### Information given

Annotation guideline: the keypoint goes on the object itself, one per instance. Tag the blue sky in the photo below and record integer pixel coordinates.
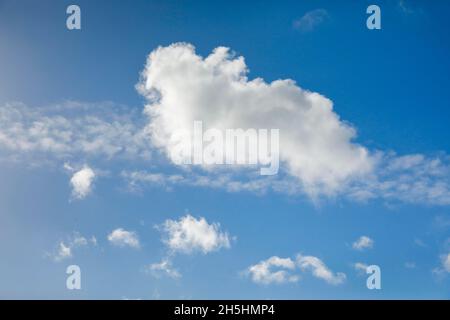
(391, 85)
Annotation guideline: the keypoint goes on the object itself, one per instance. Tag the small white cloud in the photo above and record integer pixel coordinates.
(65, 249)
(82, 182)
(310, 20)
(264, 273)
(319, 269)
(360, 267)
(123, 238)
(362, 243)
(445, 259)
(189, 234)
(164, 267)
(64, 252)
(444, 268)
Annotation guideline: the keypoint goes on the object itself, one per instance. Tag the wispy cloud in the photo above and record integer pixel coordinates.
(310, 20)
(123, 238)
(363, 243)
(65, 248)
(282, 270)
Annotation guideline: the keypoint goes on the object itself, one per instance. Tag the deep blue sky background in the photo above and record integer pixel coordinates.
(392, 84)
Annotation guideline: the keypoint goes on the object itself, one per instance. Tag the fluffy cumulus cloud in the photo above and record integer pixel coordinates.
(316, 146)
(123, 238)
(362, 243)
(164, 268)
(318, 153)
(360, 268)
(310, 20)
(280, 270)
(446, 262)
(189, 235)
(82, 182)
(273, 270)
(319, 270)
(65, 249)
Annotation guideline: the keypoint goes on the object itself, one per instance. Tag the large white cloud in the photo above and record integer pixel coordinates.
(82, 182)
(189, 234)
(182, 87)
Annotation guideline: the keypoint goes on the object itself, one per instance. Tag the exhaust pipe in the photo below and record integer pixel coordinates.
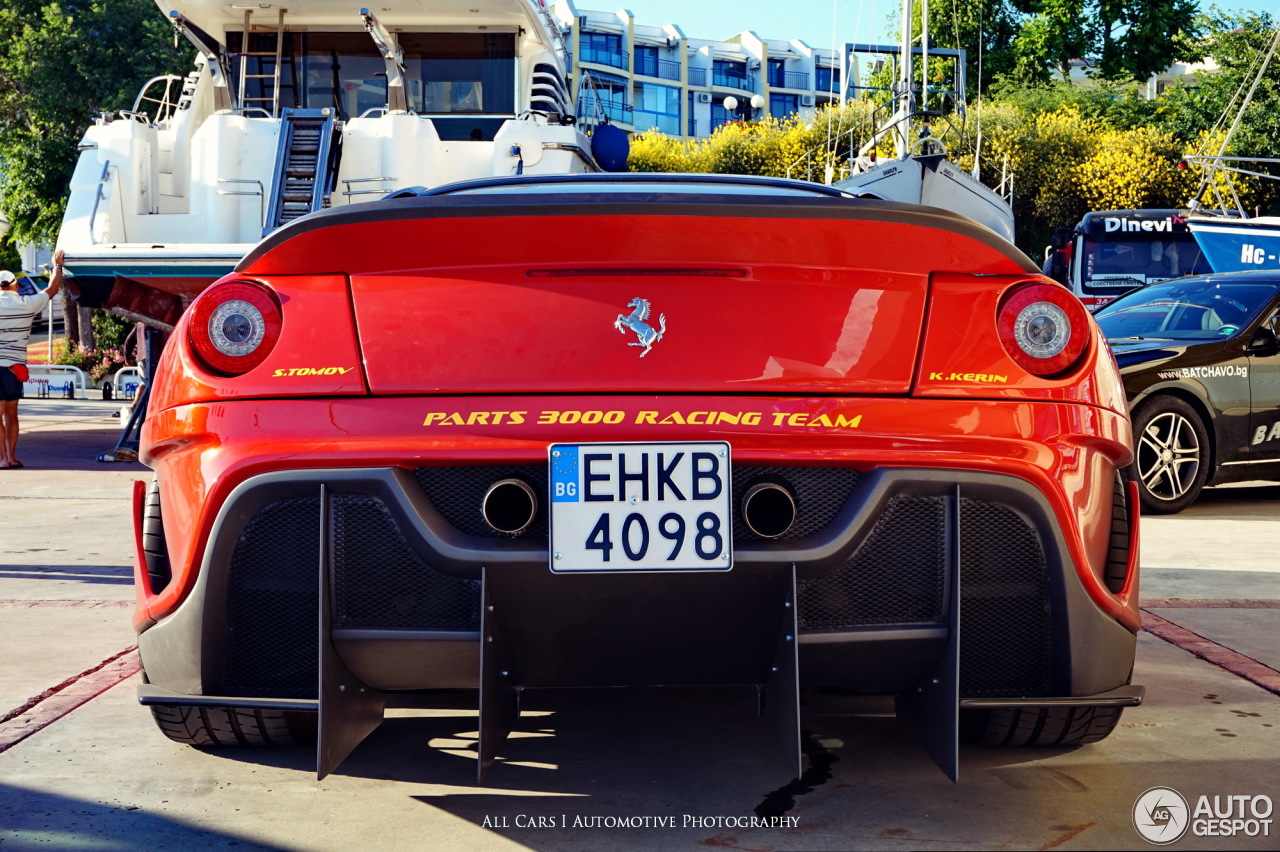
(508, 507)
(768, 509)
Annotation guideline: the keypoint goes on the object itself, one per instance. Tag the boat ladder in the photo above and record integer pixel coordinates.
(269, 92)
(304, 165)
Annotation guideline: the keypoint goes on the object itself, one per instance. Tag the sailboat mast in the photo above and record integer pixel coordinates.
(906, 100)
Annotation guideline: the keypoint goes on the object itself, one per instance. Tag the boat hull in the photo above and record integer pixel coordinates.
(1238, 244)
(936, 182)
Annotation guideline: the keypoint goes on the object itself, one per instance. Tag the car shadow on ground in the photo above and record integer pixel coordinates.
(1255, 502)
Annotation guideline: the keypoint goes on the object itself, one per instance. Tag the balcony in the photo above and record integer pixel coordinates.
(617, 110)
(789, 79)
(734, 79)
(796, 79)
(661, 68)
(606, 56)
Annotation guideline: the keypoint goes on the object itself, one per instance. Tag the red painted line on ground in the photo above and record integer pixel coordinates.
(51, 705)
(1210, 603)
(78, 604)
(1059, 841)
(1211, 651)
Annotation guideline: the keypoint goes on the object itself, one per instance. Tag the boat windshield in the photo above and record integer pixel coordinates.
(1129, 260)
(1185, 310)
(446, 74)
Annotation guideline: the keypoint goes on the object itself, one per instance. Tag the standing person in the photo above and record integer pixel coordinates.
(16, 315)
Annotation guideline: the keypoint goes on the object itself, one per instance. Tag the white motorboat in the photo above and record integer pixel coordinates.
(920, 170)
(305, 105)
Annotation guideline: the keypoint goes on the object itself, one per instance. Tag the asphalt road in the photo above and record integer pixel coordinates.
(83, 768)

### Your objective
The lines from the one containing "the boat windshield" through the final line of the entries above are to be printed exactly, with nothing added.

### Answer below
Annotation guideline: the keypoint goes on the object itself, one per instance. Tag the boat windshield in the photo above and record integer pixel coordinates.
(1129, 260)
(1185, 310)
(446, 74)
Annotation guideline: the keypoint goes on the object itself, one per instance. Tag the standing person in the photo above and record integer pixel coordinates.
(16, 315)
Annotation guideline: the keypoint goes on the object itself, one per instance. Tag the white motorboat in the photo above and record integer pixel coordinates.
(920, 170)
(305, 105)
Annotation guideline: the keypoint goes on the object itself, one per instance. Tag the asphalt road in the photo above and record integer pixel coordinates.
(83, 768)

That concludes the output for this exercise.